Location labeling records

* BEGIN *

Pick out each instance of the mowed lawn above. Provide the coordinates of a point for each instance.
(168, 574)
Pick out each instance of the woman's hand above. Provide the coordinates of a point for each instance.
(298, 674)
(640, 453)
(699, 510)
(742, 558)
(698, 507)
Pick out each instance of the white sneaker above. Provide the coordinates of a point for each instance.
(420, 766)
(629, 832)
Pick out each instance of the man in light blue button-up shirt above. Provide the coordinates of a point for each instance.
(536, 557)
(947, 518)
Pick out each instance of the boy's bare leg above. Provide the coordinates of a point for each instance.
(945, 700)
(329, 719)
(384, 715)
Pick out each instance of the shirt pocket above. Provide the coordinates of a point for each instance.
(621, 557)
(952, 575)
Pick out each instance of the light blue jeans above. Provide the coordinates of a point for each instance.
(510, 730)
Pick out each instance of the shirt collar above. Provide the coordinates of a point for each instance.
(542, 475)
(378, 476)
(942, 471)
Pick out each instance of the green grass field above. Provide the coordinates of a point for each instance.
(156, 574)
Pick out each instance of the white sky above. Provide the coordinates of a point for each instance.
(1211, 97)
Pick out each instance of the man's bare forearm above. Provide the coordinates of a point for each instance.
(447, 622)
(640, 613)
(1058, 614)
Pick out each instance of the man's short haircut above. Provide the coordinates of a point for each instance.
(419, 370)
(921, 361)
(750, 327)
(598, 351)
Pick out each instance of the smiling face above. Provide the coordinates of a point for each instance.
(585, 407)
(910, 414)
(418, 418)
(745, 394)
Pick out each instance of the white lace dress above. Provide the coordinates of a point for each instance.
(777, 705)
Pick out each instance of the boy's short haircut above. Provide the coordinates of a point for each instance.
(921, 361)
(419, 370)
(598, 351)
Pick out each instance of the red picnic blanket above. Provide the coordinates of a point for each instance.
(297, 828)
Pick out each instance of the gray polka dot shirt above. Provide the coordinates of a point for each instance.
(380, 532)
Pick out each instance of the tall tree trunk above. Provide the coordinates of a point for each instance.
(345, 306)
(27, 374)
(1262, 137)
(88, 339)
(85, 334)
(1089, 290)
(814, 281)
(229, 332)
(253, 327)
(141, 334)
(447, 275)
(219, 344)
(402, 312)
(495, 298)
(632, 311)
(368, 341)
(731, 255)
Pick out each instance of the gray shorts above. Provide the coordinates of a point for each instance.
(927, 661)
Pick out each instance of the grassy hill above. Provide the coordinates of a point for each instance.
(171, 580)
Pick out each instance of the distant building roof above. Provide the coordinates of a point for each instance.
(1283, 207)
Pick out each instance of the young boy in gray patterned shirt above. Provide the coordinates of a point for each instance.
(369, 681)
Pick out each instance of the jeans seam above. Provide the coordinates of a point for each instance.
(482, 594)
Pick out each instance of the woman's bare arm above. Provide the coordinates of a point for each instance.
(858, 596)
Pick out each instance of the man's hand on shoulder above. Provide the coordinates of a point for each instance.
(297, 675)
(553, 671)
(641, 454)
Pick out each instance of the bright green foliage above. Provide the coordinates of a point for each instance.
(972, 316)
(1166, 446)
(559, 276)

* END *

TASK TO CARRY OUT: Rewrite all the entries above, replacing every occurrence of "Pick out" with "Locate" and leaving everything else unchanged.

RESULT BELOW:
Locate each instance of the mowed lawn above. Provide the coordinates of a point for each instance.
(168, 574)
Locate each instance of the woman's hand above. Provide the coordinates of a point for each instance.
(298, 674)
(640, 453)
(699, 510)
(742, 558)
(698, 507)
Locate each instance of the white sneaker above. Provide the coordinates of a point for each instance.
(420, 766)
(629, 832)
Locate each instance of the man in light blue button-up shirt above. Provide the coordinates of a point for each instance.
(536, 557)
(947, 518)
Locate each instance of the boy's bare leg above. Provide the coordinates of a point for each instance.
(945, 700)
(329, 719)
(384, 715)
Locate each instance of the shirt pocket above. Provide the coordinates of a point for each instance.
(621, 557)
(952, 575)
Locate each instance of the light blue jeans above. Provide the coordinates of a point for each instance.
(510, 730)
Locate each instance of the shirt collar above. Provide the coordinates of a point for each instance.
(542, 475)
(378, 476)
(942, 471)
Locate each instance of the green grass field above. Provide the coordinates of a point for each instance.
(156, 574)
Locate each instance of the white sky above. Provide the coordinates of a point for each instance.
(1211, 97)
Locate each instance of the man's bare forearm above. Provide the coordinates of a point for each instance.
(447, 622)
(640, 613)
(1058, 614)
Locate each instance of the man's short haircut above. Provide the coordinates of a point for each instance.
(419, 370)
(921, 361)
(750, 327)
(598, 351)
Locate each instance of the smiling face above. Provide the coordinates of a point for each instance.
(585, 407)
(910, 414)
(418, 418)
(745, 394)
Locate each instance of the white lace dress above. Provide the coordinates of a point for each instance.
(777, 705)
Locate each instance of the boy's short haircut above. Provide the coordinates of a point for each instance.
(921, 361)
(419, 370)
(598, 351)
Locate each instance of the red picnic blanket above. Provide the coordinates of a point for each instance.
(297, 828)
Locate each instance of the gray polka dot shirt above. Provide the coordinates of a point for each instance.
(380, 532)
Locate each instance of the tall tree trunk above. Provide the coordinates of a point for each instance.
(345, 306)
(27, 374)
(1262, 137)
(88, 339)
(85, 334)
(1089, 290)
(814, 281)
(229, 332)
(253, 327)
(141, 334)
(447, 275)
(219, 344)
(402, 312)
(495, 298)
(632, 311)
(368, 341)
(731, 255)
Locate each instance of the gray shorts above. Provide the coordinates of a point for each instance.
(927, 661)
Locate each instance of the grassy hill above. Provide the coordinates of a point for each instance.
(171, 580)
Locate each instance of the distant building roof above. Provide the coordinates of a point for each instance.
(1283, 207)
Locate each instance of the young boy in gray patterned shirt above. Provide the coordinates of a point for each instance.
(369, 681)
Locate each instance of the jeans seam above. Provide the coordinates of a point for each instance.
(482, 594)
Locate each instance of the woman's bare arm above. Provide the coordinates of a point for each instance.
(858, 596)
Locate each instance of the man's hand on shoulder above. Provide the coordinates of a point for each instance.
(297, 675)
(553, 671)
(641, 454)
Locate each instance of the bright green foliage above. Provide the coordinates of a point for each instance.
(972, 316)
(1166, 446)
(559, 276)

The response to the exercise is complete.